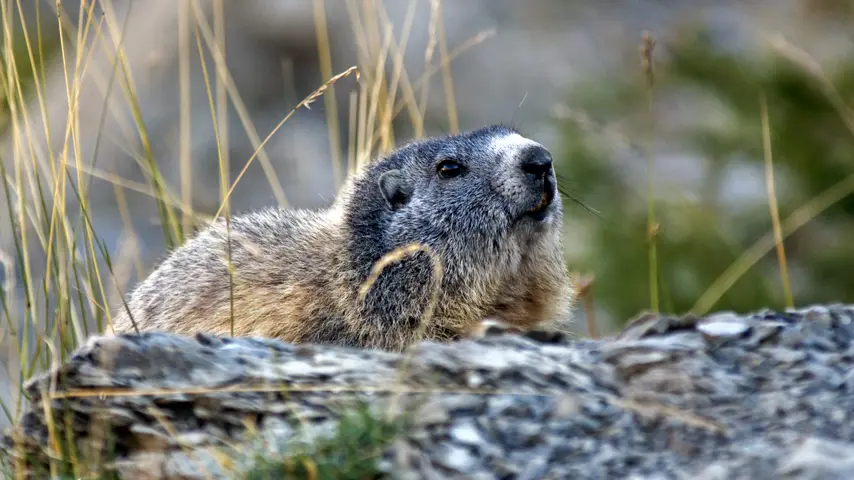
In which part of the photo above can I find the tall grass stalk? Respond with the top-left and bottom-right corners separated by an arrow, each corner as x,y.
640,32 -> 659,313
759,92 -> 795,308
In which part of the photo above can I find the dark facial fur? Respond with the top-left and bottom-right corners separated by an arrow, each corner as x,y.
344,126 -> 576,344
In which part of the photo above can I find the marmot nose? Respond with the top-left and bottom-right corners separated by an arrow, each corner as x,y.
519,147 -> 552,178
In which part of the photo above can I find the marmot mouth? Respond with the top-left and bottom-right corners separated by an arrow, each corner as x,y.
525,180 -> 555,221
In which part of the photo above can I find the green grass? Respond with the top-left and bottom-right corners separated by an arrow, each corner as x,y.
244,404 -> 408,480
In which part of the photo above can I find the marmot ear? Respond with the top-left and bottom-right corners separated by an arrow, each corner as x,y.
377,170 -> 412,210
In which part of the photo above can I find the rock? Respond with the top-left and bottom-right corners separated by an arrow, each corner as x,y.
2,305 -> 854,480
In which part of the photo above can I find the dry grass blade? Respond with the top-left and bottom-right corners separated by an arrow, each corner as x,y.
640,32 -> 659,313
691,174 -> 854,315
759,93 -> 795,308
214,66 -> 359,218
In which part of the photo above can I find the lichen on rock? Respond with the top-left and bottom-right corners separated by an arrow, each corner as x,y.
3,305 -> 854,479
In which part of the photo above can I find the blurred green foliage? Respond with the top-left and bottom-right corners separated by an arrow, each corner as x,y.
556,27 -> 854,328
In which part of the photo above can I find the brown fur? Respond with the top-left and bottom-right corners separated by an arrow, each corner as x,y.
107,125 -> 572,350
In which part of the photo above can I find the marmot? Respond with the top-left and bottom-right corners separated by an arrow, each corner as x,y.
108,125 -> 573,351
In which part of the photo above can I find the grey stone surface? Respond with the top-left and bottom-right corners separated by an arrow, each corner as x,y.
4,305 -> 854,480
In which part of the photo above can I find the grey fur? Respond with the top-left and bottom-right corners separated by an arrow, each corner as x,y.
114,125 -> 572,350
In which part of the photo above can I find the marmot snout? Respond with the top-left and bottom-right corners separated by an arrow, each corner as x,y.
115,125 -> 572,350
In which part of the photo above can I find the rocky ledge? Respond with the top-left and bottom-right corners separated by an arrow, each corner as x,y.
3,305 -> 854,480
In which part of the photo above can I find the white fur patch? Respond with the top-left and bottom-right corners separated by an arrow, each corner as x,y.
490,133 -> 542,155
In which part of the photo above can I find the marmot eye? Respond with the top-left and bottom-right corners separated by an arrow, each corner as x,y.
436,160 -> 463,179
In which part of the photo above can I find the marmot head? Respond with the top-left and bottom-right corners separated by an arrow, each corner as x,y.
341,125 -> 562,286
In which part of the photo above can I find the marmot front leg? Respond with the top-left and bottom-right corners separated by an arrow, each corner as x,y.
349,247 -> 441,350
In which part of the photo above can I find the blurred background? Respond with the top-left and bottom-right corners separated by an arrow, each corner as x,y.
0,0 -> 854,432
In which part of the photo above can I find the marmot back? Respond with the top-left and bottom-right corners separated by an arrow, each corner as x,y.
108,125 -> 572,350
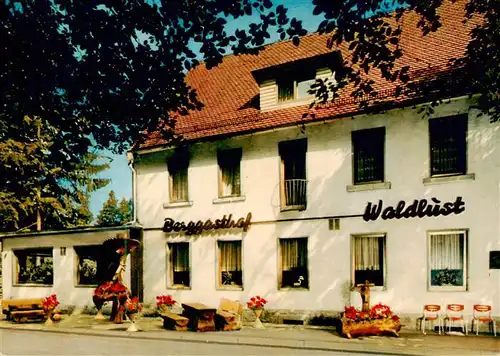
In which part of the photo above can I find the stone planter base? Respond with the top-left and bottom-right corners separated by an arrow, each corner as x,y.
341,318 -> 401,339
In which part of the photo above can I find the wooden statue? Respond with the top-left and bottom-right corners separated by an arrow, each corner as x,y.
357,280 -> 375,312
92,234 -> 140,323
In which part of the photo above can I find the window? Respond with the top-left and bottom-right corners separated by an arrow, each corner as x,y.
217,148 -> 241,198
277,69 -> 316,103
74,246 -> 102,285
429,231 -> 467,290
279,139 -> 307,210
353,235 -> 386,286
168,242 -> 191,288
168,150 -> 189,203
217,241 -> 243,287
429,115 -> 467,176
352,127 -> 385,184
279,238 -> 309,288
14,247 -> 54,285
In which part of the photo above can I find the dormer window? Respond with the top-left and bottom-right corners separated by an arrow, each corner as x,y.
276,70 -> 316,103
252,51 -> 342,111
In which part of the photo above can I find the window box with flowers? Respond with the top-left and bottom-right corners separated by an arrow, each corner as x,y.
156,295 -> 177,313
125,297 -> 142,331
42,294 -> 59,326
247,296 -> 267,328
342,303 -> 401,339
339,281 -> 401,339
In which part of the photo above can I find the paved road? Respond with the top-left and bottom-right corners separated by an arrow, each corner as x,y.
0,330 -> 380,356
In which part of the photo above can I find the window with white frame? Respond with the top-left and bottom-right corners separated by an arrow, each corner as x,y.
168,242 -> 191,288
217,241 -> 243,287
428,230 -> 467,290
278,138 -> 307,210
429,115 -> 468,176
217,148 -> 242,198
352,235 -> 386,286
14,247 -> 54,285
167,149 -> 189,203
276,68 -> 316,103
352,127 -> 385,184
279,237 -> 309,288
74,245 -> 102,285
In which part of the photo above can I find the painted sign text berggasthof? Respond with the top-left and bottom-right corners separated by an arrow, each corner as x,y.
363,197 -> 465,221
163,213 -> 252,235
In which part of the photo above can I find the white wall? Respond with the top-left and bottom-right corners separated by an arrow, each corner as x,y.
136,99 -> 500,315
2,231 -> 130,306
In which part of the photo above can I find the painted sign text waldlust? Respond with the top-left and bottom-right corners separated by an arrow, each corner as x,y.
363,197 -> 465,221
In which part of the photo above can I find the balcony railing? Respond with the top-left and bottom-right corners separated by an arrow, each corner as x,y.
282,179 -> 307,210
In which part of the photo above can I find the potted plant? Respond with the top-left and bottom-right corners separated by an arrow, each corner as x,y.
156,295 -> 177,312
42,294 -> 59,325
125,297 -> 142,331
342,303 -> 401,339
247,296 -> 267,328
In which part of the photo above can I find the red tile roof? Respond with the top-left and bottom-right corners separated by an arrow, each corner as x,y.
141,1 -> 477,148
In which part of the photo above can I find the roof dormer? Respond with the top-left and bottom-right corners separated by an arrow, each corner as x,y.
252,52 -> 340,111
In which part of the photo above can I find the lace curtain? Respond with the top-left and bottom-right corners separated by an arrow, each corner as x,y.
430,233 -> 464,270
280,239 -> 307,271
219,241 -> 241,272
354,236 -> 380,271
172,242 -> 189,272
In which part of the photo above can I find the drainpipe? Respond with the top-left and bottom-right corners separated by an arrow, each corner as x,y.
126,151 -> 138,225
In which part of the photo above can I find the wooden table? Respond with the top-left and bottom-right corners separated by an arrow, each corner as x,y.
182,303 -> 217,331
2,298 -> 45,323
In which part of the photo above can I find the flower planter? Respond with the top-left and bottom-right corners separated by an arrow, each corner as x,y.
253,309 -> 264,329
127,313 -> 139,332
341,317 -> 401,339
45,310 -> 54,326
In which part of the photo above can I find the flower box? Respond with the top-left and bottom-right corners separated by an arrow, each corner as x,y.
341,317 -> 401,339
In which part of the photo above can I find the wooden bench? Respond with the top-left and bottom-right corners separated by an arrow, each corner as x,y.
182,303 -> 217,331
215,298 -> 243,331
10,310 -> 46,323
160,311 -> 189,331
2,298 -> 45,323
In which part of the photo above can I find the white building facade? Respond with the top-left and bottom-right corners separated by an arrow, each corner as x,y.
135,97 -> 500,316
1,227 -> 142,307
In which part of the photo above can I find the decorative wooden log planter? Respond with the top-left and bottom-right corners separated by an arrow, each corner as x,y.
341,317 -> 401,339
160,311 -> 189,331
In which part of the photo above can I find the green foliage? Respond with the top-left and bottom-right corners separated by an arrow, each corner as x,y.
97,191 -> 133,226
0,0 -> 500,231
0,116 -> 109,231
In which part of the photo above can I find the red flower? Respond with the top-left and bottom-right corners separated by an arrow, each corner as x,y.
125,297 -> 142,313
42,294 -> 60,311
156,295 -> 177,307
247,295 -> 267,309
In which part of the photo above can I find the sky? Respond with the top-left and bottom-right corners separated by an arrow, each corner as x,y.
90,0 -> 323,218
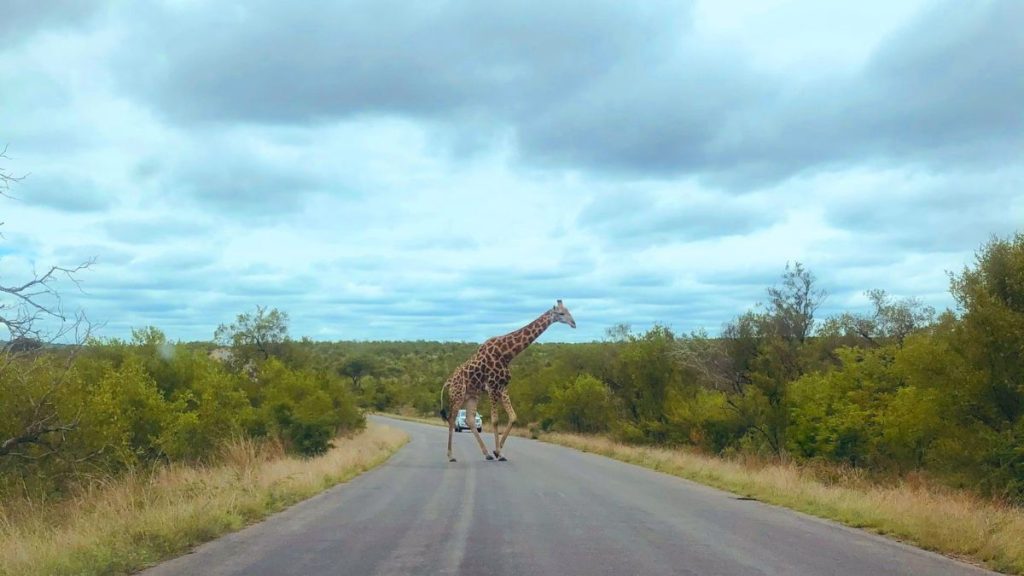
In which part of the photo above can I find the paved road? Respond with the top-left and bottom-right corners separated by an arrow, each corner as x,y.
144,419 -> 992,576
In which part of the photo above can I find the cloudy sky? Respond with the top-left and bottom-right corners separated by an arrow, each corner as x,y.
0,0 -> 1024,341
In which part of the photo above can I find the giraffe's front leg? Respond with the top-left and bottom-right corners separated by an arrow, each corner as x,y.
498,390 -> 515,461
447,386 -> 466,462
466,396 -> 495,460
490,394 -> 502,460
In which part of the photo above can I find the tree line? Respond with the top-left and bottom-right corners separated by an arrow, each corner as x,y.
0,228 -> 1024,502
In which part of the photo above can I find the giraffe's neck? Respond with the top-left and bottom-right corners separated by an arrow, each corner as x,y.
502,312 -> 555,359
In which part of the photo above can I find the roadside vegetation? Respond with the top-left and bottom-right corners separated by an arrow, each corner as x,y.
0,158 -> 1024,573
0,425 -> 408,576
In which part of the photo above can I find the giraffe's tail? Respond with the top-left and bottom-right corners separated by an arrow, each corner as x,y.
440,380 -> 449,422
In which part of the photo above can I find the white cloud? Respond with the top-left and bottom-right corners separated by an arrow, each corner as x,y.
0,0 -> 1024,340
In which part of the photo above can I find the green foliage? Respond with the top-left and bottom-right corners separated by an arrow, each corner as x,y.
213,306 -> 288,363
544,374 -> 614,434
6,235 -> 1024,502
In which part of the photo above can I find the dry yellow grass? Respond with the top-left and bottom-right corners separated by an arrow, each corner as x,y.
385,407 -> 1024,575
542,434 -> 1024,574
0,424 -> 408,575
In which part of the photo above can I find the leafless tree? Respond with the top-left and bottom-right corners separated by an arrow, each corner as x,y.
0,148 -> 93,459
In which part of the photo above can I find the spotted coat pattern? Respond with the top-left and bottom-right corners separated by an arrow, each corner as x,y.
441,300 -> 575,462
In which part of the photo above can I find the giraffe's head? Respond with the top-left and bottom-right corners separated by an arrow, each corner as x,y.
551,300 -> 575,328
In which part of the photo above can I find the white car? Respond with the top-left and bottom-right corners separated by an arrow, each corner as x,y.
455,410 -> 483,431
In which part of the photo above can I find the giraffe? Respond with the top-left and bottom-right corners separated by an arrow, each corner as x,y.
441,300 -> 575,462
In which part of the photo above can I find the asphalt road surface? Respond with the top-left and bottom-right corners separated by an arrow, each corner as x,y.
144,418 -> 993,576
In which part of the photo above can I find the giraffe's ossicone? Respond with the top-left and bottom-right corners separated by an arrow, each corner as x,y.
440,300 -> 575,462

Exercise goal: Rewrite the stretch of items from the line containing "find the stone" through the line containing "339,281 -> 401,339", changing "wooden statue" to "carved figure" and keeping everything else the same.

Response to this task:
In which part of the photo above can I find the stone planter base? Respond with the top-left and bottom-right corners separated by an arrow, each corner as x,y.
341,318 -> 401,339
In which part of the photo above can I find the carved figure? Respond with the top-left and bottom-right corners separated by an arrow, each corner as x,y.
357,280 -> 375,312
92,234 -> 140,323
In which part of the photo above can I find the window? Respond with the top-left and bottom-right corners separated by an arrow, each corner as x,y.
217,148 -> 241,198
277,69 -> 316,103
74,246 -> 102,285
429,231 -> 467,290
279,139 -> 307,210
353,235 -> 386,286
168,242 -> 191,288
168,150 -> 189,203
217,241 -> 243,287
429,115 -> 467,176
352,127 -> 385,184
279,238 -> 309,288
14,247 -> 54,285
In which part of the photo above can I find the dormer window? Respond with the top-left and bottom-right corners separated by an arrow, each corner as x,y.
276,70 -> 316,103
252,51 -> 342,111
In which part of the photo above can I find the window box with flowers? Respond with the top-left and bottom-right corners separated by an arrow, each corner as x,y.
156,295 -> 177,313
125,297 -> 142,331
42,294 -> 59,326
247,296 -> 267,328
342,303 -> 401,339
339,281 -> 401,339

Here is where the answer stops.